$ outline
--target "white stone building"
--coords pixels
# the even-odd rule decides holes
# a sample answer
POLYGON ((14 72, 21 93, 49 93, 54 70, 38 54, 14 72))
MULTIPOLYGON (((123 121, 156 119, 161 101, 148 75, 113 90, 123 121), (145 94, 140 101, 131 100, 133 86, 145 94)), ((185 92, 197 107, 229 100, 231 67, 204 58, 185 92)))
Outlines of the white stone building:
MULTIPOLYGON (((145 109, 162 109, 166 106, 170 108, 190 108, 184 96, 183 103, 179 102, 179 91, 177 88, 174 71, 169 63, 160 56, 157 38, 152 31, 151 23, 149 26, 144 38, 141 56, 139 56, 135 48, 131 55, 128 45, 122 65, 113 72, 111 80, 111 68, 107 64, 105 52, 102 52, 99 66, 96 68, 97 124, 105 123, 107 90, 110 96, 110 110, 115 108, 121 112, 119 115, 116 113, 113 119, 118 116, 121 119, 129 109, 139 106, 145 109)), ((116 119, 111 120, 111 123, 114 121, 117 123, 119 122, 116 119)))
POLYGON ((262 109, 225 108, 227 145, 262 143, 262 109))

▸ WORK TO COMPLETE
Put every line of the material above into a Markdown table with two columns, Row and Text. Number the rows in order and skip any blank lines.

▸ WORKED SOLUTION
| Row | Text |
|---|---|
| 1 | $ outline |
| 2 | --target "white stone building" |
| 3 | --coords pixels |
| 4 | # the even-odd rule decides holes |
| 5 | # a sample answer |
| 6 | POLYGON ((14 72, 21 93, 49 93, 54 70, 38 54, 14 72)) |
| 7 | MULTIPOLYGON (((123 121, 156 119, 161 101, 148 75, 113 90, 123 121), (145 94, 140 101, 131 100, 133 86, 145 94)), ((185 92, 197 107, 229 100, 231 67, 204 58, 185 92))) |
| 8 | Outlines of the white stone building: |
| 9 | MULTIPOLYGON (((145 109, 162 109, 166 106, 170 108, 190 108, 184 96, 183 103, 179 102, 179 91, 177 88, 174 71, 169 63, 160 56, 157 38, 152 31, 151 23, 149 26, 144 38, 141 56, 139 56, 135 48, 131 55, 128 45, 122 65, 113 72, 111 80, 111 68, 107 64, 105 52, 102 52, 99 66, 96 68, 97 124, 105 123, 107 90, 110 96, 110 110, 115 108, 121 112, 119 115, 116 113, 113 119, 118 116, 121 119, 129 109, 139 106, 145 109)), ((116 119, 111 120, 111 123, 114 121, 117 123, 119 122, 116 119))) |
| 10 | POLYGON ((262 109, 225 108, 227 145, 262 143, 262 109)) |